Extract provided:
How Accurate is the Apple Watch Calorie Counter?

According to a lab conditions study of Apple Watch calorie tracking, it has the lowest inaccuracy of most major wearables that track energy usage. Still, it can be up to 27% off the actual calorie usage.

That means that for every 100 calories you burn, your tracker might record 127 calories. On the other hand, it is possible to burn 127 calories and get a calorie-burn reading of 100 calories only.

Some calorie trackers are off by 43%, and a few can be off by as much as 90%. Apple has better calorie tracking because it considers a user’s age, sex, weight, and height, all of which dictate how many calories are burned per activity per hour.

How Does Apple Watch Calculate Calories?

Apple Watch takes your weight, height, gender, and age information and cross-references it against its library of a metabolic load of various activities to determine how many calories you’ve burned across different exercises.

Apple Watch’s metabolic load library contains the calories people burn per minute of walking. But this information depends on weight because an 80 lbs individual spends less energy walking than someone who weighs 120 lbs.

The watch takes this data from the user’s personal information, and its algorithm cross-checks it with the library to get the specific calorie-burn reading. The calories burned are then added to the record, and the movement tracker of the watch seeks out any indication of new activity to redo the same process.

Active Calories vs. Total Calories

Now that you know how Apple Watch’s movement tracker waits for moments of high activity to record the activity and cross-check it with its calorie-burn library while considering your age, size, etc., you might see that this process yields active calories. How does Apple get the total calorie count?

Active calories are calories burned during exercise, while total calories include the calories burned automatically without any activity. Apple Watch gets the inactive calorie-burn information from the user’s age, gender, and weight.

The following variables affect inactive calorie burn:

  • Age – the younger you are, the more calories you burn just to exist. Older people burn fewer calories when they are inactive.
  • Height – the taller you are, the more calories you burn without exercising. Shorter people don’t require as much energy when not exercising.
  • Gender – Men burn more calories without activity than women. On average, women have lower muscle mass than men of the same age. As a result, they require less energy to maintain their weight.
  • Weight – As a rule of thumb, the heavier you are, the more calories you burn without activity. That’s why weight loss becomes harder the more weight you lose.

How to Improve Apple Watch Calorie Counter Accuracy?

To improve Apple Watch Calorie accuracy, you need to improve the accuracy of the information you feed to the device and offset its inherent limitations. You can do this by calculating the margin of error and updating your information.

Follow these tips to improve the accuracy of the apple watch calorie counter.

  • Update your age, weight, and other personal information – by improving the quality of this data, you nudge the results towards higher accuracy.
  • Turn on wrist detection – with wrist detection, your device can sense when it is not being used. This allows background heart rate, standing activity, etc., to be calculated.
  • Ensure heart rate data accuracy – from wearing the watch so that it fits right to turning on the heart rate sensor, you should do everything you can to ensure an accurate reading of your heart rate is used to improve the calorie expenditure assessment.
  • Exercise at a noticeable pace – walking beneath the speed threshold of a brisk walk results in slow movement progress without the calorie burn being tracked. If you walk for exercise, make sure your pace is high enough to be detected as exercise.
  • Understand the average difference – finally, you can get the best assessment of your calorie burn by getting your actual energy expenditure tested by a professional while wearing an apple watch. By seeing the difference between the reading of the fitness facility and your apple watch, you can find out the percentage by which the watch is off. In the future, you can add or subtract the exact percentage to get precise calorie burn information.

Exercise:
In the article on Apple Watch calorie tracking, what information does the watch use to get inactive calorie-burn figures?

Material provided:
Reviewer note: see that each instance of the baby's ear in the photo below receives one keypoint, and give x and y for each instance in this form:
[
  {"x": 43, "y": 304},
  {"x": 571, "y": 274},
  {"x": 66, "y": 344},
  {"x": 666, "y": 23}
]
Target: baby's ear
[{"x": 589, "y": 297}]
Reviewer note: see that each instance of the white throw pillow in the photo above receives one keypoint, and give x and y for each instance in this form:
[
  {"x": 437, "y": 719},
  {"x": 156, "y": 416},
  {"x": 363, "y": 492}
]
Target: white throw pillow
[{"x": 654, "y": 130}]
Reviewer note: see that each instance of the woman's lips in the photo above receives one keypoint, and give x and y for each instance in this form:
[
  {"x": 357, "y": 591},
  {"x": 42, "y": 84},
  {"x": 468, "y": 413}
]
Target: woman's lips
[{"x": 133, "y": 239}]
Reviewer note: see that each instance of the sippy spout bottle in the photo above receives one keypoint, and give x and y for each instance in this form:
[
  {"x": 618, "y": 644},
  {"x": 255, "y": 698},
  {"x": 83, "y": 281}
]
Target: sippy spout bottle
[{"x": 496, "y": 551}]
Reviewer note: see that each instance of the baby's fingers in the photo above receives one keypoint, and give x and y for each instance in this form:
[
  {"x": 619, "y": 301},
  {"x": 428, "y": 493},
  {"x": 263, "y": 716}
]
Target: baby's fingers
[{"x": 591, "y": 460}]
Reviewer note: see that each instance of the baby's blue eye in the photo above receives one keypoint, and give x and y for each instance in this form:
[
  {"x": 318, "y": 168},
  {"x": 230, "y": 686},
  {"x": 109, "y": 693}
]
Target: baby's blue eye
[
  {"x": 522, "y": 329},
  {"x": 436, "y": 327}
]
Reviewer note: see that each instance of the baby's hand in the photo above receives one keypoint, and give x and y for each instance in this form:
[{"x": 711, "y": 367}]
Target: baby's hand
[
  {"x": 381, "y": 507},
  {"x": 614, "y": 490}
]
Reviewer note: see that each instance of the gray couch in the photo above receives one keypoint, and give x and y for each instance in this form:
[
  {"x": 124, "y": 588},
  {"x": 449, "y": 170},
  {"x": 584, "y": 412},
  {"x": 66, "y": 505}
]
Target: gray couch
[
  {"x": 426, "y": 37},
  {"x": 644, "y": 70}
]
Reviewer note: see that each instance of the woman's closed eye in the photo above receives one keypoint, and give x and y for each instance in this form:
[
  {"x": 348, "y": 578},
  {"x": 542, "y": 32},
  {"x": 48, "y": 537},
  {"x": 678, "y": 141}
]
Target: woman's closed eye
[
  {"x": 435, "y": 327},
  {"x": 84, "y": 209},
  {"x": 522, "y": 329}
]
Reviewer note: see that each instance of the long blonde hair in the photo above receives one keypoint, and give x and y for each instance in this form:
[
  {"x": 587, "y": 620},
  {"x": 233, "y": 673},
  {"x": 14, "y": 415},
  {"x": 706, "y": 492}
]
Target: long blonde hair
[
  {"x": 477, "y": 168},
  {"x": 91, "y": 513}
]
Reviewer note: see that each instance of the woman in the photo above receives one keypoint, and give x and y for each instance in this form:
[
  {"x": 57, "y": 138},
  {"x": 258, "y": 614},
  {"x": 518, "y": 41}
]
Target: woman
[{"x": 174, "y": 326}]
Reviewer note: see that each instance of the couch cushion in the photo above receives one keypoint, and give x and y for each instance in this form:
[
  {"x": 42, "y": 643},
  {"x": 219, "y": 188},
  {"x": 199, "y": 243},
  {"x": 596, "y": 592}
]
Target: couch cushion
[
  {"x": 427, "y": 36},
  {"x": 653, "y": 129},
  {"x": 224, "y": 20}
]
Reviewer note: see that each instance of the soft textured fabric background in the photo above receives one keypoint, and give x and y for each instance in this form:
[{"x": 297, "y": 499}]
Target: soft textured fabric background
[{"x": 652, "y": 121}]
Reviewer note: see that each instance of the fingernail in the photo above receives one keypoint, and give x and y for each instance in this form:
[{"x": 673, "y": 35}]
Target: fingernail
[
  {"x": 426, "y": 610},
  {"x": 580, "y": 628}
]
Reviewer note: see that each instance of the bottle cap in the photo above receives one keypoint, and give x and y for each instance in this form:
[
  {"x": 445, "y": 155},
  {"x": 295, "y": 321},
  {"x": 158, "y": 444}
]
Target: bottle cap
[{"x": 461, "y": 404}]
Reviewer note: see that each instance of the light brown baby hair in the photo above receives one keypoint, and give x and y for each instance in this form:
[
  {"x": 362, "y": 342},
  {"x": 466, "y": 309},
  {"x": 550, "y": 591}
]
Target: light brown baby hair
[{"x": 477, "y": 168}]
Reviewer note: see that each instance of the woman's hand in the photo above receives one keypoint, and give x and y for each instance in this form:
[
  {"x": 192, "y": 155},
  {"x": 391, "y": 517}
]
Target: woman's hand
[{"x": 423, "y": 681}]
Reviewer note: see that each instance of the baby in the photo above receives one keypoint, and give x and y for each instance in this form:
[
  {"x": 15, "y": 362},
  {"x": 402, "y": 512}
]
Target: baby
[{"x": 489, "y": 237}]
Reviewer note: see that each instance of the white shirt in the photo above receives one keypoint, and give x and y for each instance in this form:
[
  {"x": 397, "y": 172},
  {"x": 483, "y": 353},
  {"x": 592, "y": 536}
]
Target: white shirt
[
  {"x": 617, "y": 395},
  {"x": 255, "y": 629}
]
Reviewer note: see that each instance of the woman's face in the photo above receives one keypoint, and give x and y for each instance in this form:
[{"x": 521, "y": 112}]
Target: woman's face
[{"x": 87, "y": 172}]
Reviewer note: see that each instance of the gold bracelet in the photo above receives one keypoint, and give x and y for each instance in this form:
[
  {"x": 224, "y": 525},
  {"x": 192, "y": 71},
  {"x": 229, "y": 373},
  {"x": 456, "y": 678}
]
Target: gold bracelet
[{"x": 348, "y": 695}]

Response below:
The user's age, gender, and weight.